What the task requires: Render the lines below as a JSON list of strings, one string per line and blank lines left out, from the line containing "target: bush" up to and including the line containing "M 115 123 L".

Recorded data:
-*-
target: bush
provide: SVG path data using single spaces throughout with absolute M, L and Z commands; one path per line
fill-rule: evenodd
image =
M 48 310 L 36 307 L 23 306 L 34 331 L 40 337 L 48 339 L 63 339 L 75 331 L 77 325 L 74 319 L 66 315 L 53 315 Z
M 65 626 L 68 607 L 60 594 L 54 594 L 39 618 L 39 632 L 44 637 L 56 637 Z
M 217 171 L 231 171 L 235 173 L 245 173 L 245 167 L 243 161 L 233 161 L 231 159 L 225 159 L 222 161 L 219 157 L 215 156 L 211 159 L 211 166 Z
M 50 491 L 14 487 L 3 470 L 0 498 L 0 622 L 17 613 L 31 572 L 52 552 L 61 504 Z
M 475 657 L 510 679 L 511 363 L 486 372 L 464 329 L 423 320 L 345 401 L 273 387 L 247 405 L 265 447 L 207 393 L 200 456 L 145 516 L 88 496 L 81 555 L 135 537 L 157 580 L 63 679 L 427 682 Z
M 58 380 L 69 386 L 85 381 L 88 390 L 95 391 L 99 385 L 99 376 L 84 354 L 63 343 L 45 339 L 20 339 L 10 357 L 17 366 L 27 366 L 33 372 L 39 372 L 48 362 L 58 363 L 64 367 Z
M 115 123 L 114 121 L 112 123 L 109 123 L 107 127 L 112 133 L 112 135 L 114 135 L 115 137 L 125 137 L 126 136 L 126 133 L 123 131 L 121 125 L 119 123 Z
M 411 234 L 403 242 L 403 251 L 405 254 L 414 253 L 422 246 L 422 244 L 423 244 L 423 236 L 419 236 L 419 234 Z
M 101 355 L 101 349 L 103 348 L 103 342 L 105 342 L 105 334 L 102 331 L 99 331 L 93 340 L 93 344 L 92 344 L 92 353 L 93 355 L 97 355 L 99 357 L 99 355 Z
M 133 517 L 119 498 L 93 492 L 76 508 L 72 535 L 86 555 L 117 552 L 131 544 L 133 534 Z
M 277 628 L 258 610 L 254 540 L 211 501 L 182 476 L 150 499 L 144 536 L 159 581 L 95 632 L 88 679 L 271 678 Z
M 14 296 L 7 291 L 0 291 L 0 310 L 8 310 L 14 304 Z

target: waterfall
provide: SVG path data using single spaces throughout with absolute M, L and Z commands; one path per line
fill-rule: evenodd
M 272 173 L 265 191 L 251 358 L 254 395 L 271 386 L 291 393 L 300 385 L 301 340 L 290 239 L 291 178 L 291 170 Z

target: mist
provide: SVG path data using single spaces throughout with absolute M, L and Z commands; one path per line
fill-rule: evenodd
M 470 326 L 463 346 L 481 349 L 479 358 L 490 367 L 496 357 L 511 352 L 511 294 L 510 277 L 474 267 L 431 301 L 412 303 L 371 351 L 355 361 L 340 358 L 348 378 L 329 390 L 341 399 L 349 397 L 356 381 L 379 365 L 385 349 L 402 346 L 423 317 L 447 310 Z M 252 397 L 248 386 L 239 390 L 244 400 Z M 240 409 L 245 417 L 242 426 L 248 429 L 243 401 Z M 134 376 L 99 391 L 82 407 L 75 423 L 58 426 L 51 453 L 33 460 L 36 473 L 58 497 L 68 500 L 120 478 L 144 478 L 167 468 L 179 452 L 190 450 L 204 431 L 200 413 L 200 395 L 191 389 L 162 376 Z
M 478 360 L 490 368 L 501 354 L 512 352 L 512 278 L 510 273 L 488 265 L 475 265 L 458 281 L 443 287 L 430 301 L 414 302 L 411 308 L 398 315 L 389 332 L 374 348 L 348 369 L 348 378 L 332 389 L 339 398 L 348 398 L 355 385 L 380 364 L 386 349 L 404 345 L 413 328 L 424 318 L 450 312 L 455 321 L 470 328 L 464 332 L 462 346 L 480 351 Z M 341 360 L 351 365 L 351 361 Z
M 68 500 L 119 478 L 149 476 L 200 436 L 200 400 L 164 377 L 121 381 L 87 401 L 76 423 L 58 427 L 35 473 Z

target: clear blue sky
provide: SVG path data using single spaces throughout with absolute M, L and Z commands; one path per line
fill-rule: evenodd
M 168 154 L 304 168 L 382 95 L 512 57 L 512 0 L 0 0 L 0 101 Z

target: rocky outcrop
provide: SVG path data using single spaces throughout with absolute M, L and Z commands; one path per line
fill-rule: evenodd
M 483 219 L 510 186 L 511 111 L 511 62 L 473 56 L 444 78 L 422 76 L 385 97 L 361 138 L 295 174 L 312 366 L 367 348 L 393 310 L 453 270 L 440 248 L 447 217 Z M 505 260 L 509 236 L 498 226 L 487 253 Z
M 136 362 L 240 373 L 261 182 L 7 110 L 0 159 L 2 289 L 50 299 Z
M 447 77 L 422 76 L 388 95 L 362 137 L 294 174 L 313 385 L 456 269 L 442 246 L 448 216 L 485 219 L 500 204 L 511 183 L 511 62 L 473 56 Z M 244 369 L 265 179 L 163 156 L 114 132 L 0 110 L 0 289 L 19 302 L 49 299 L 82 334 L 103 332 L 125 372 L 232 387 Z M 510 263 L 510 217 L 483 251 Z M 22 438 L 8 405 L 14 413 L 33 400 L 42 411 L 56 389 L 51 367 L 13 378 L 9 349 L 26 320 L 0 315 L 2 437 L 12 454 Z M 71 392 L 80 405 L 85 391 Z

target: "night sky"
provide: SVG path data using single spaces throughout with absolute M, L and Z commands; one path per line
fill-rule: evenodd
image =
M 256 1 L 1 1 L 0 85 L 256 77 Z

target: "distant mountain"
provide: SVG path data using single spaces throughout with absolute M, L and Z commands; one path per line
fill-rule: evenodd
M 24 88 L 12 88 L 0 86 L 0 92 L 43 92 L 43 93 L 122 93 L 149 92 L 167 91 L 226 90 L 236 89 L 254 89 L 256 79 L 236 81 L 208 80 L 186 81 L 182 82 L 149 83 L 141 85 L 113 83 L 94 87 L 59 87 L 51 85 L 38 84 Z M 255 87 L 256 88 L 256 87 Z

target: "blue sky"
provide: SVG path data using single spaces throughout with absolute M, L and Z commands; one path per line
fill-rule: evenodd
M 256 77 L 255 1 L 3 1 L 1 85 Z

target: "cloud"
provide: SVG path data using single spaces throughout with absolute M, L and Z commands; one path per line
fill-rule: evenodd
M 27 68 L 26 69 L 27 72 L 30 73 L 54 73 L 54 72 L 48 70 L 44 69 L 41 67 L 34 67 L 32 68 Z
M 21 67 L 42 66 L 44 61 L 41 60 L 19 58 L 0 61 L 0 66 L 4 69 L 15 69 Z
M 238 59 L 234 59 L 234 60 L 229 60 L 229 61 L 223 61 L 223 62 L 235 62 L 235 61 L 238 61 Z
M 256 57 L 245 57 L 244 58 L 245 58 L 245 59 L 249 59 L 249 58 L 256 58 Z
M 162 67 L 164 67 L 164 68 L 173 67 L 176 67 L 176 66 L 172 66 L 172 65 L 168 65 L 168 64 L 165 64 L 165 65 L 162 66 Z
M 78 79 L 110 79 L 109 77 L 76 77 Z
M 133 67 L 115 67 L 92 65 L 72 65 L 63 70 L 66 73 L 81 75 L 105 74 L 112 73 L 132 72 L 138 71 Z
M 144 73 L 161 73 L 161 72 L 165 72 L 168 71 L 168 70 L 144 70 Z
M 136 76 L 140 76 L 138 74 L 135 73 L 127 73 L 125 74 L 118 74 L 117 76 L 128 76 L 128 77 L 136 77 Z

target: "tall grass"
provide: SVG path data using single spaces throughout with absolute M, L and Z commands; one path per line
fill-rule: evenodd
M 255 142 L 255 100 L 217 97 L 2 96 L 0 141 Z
-*-
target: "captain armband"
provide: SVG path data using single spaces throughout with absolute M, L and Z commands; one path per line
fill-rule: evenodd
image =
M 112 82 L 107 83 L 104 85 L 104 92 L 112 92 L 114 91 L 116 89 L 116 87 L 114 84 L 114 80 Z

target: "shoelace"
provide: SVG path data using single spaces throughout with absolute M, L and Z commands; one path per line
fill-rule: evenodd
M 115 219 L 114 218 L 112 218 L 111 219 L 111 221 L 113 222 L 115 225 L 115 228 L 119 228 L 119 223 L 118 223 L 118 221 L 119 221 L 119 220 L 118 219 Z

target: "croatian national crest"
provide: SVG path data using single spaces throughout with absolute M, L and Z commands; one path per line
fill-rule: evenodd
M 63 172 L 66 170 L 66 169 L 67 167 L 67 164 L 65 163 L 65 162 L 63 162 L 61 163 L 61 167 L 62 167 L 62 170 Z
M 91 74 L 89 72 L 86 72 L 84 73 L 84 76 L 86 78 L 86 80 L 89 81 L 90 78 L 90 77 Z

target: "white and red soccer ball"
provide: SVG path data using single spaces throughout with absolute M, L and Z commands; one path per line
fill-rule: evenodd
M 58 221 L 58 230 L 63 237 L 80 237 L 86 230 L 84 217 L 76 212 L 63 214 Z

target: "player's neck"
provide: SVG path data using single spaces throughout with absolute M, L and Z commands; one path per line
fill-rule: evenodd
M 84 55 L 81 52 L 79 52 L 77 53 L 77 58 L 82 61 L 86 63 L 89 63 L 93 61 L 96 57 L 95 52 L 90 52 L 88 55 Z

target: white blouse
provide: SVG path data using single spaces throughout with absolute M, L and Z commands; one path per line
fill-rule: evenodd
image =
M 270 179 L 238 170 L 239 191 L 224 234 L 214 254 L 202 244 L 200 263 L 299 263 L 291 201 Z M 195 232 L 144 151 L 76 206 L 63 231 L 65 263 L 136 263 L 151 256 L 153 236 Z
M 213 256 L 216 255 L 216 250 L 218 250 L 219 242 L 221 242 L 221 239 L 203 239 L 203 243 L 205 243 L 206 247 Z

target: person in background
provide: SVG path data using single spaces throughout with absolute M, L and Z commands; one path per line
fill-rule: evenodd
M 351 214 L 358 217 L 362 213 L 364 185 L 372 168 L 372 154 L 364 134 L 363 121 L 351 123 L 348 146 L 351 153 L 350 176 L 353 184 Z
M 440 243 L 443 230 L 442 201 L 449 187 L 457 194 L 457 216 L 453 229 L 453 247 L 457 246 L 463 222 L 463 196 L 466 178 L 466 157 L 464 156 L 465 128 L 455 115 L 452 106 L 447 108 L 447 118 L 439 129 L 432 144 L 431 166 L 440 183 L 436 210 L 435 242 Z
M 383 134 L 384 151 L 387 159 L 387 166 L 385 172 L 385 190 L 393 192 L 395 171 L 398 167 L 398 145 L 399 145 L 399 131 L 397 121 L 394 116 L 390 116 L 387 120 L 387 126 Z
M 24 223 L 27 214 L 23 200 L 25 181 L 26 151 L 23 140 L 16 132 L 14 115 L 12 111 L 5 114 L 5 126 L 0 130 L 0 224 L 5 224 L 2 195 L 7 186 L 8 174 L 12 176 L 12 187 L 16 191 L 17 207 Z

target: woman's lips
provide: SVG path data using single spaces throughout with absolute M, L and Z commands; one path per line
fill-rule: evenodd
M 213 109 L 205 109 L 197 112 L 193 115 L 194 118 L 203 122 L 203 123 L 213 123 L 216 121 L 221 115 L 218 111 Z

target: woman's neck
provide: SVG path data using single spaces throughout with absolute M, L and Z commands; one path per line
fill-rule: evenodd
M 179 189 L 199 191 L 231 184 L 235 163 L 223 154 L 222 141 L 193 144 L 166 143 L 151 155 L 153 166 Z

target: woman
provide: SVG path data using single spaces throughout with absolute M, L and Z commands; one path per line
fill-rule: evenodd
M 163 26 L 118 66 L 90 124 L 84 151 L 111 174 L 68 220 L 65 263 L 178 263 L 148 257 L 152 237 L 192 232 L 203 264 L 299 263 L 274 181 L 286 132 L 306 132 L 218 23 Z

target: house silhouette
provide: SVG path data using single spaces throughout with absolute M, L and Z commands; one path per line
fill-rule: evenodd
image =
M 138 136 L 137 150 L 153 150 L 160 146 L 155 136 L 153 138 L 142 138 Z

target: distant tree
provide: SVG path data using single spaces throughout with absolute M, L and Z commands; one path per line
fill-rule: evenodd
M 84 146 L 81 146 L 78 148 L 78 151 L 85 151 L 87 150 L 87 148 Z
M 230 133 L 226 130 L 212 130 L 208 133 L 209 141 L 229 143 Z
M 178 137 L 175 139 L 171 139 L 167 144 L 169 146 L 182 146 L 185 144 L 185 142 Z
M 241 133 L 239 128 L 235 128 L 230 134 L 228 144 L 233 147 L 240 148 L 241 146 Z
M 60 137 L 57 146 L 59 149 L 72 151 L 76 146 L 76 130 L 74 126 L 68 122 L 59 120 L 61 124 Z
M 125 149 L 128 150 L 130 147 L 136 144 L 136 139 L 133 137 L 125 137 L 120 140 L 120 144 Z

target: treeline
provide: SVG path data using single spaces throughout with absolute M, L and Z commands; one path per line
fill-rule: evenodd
-*-
Problem solution:
[
  "target: bush",
  "provide: SVG path data using single spaces throughout with absolute M, L and Z commands; one path per line",
  "fill-rule: evenodd",
  "image =",
  "M 48 310 L 36 307 L 23 306 L 34 331 L 40 337 L 48 339 L 63 339 L 75 331 L 77 325 L 74 319 L 66 315 L 53 315 Z",
  "M 65 626 L 68 607 L 60 594 L 54 594 L 39 618 L 39 632 L 44 637 L 56 637 Z",
  "M 217 171 L 231 171 L 235 173 L 245 173 L 245 167 L 243 161 L 233 161 L 231 159 L 225 159 L 222 161 L 219 157 L 215 156 L 211 159 L 211 166 Z",
  "M 50 491 L 14 487 L 3 470 L 0 498 L 0 622 L 17 613 L 31 572 L 52 552 L 61 504 Z",
  "M 475 657 L 510 679 L 511 363 L 486 372 L 464 329 L 423 320 L 345 401 L 273 387 L 247 405 L 265 447 L 207 393 L 200 456 L 145 516 L 88 496 L 81 555 L 135 537 L 157 580 L 63 679 L 427 682 Z",
  "M 58 380 L 69 386 L 85 381 L 88 390 L 95 391 L 99 385 L 99 376 L 84 354 L 63 343 L 45 339 L 20 339 L 10 357 L 17 366 L 27 366 L 33 372 L 39 372 L 48 362 L 58 363 L 64 367 Z",
  "M 115 123 L 114 121 L 112 123 L 109 123 L 107 127 L 112 133 L 112 135 L 114 135 L 115 137 L 125 137 L 126 136 L 126 133 L 123 131 L 121 125 L 119 123 Z"
]